▶ _What you have to do_
Decide whether each statement agrees with the blog post below, answering yes or no and quoting the deciding words: (a) Rod particularly liked a song on an album by Matt Hammitt; (b) the writer smoked before the diagnosis; (c) the writer finds that the effects of the Herceptin treatments seem to be cumulative.

----- Page extract -----

It has been several days since I last posted and there are many thoughts that have been swirling around in my head. I will try to put some of them down here in this post.
As you know, in the last few weeks I have had some tests and an appointment with my oncologist as well as another Herceptin treatment. I am finding the effects of the Herceptin treatments do seem to be cumulative and last weekend was not the best one in how I felt physically. I also have another test and appointment coming up next week which could be a cause for more 'scanxiety'. I cannot complain that I am not being carefully monitored.
While Rod and I were driving to my last oncologist appointment to get the ultrasound and bone scan results we were listening to a CD that I enjoy, the words of many of the songs spoke to us, Rod particularly liked the song 'Holding you'. The album is called 'Every Falling Tear' by Matt Hammitt. I have included the link to that particular song here -
http://m.youtube.com/watch?v=oycQAghbFLw
The words in the song made us think about what we hold onto in our lives that make us feel secure. Prior to my diagnosis I held onto the fact that I lived a very healthy life which, according to much of the information out there, should have protected me from getting breast cancer - my diet was very good, I exercised regularly, I had never felt healthier, I began having my children in my early twenties which I was told was a good thing, I nursed all of them, I had annual physicals, I didn't drink or smoke, I had mammograms and did my BSE on a regular basis. All of these may be good things to do but they didn't prevent me from a diagnosis of an aggressive breast cancer. As I go forward now then it is harder for me to put my confidence in these practices as ways to prevent a recurrence.

----- Recorded data -----

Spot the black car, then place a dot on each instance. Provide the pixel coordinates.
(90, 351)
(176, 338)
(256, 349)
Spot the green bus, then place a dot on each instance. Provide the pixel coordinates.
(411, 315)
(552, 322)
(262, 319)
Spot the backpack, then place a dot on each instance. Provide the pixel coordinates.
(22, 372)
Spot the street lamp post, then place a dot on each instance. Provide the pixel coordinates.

-----

▶ _Exercise response_
(a) Yes: "Rod particularly liked the song 'Holding you'. The album is called 'Every Falling Tear' by Matt Hammitt."
(b) No: "I didn't drink or smoke"
(c) Yes: "I am finding the effects of the Herceptin treatments do seem to be cumulative"